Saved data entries
------------------------------------------------------------------------

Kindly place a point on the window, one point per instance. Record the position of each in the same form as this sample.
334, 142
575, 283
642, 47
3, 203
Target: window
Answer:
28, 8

------------------------------------------------------------------------

Given instruction » Copy every row above word for word, with no changes.

Exercise solution »
Kindly place a point on the window, one point per instance. Record the position of each in the same form as this sample.
334, 142
575, 283
642, 47
3, 203
Target: window
Answer:
28, 8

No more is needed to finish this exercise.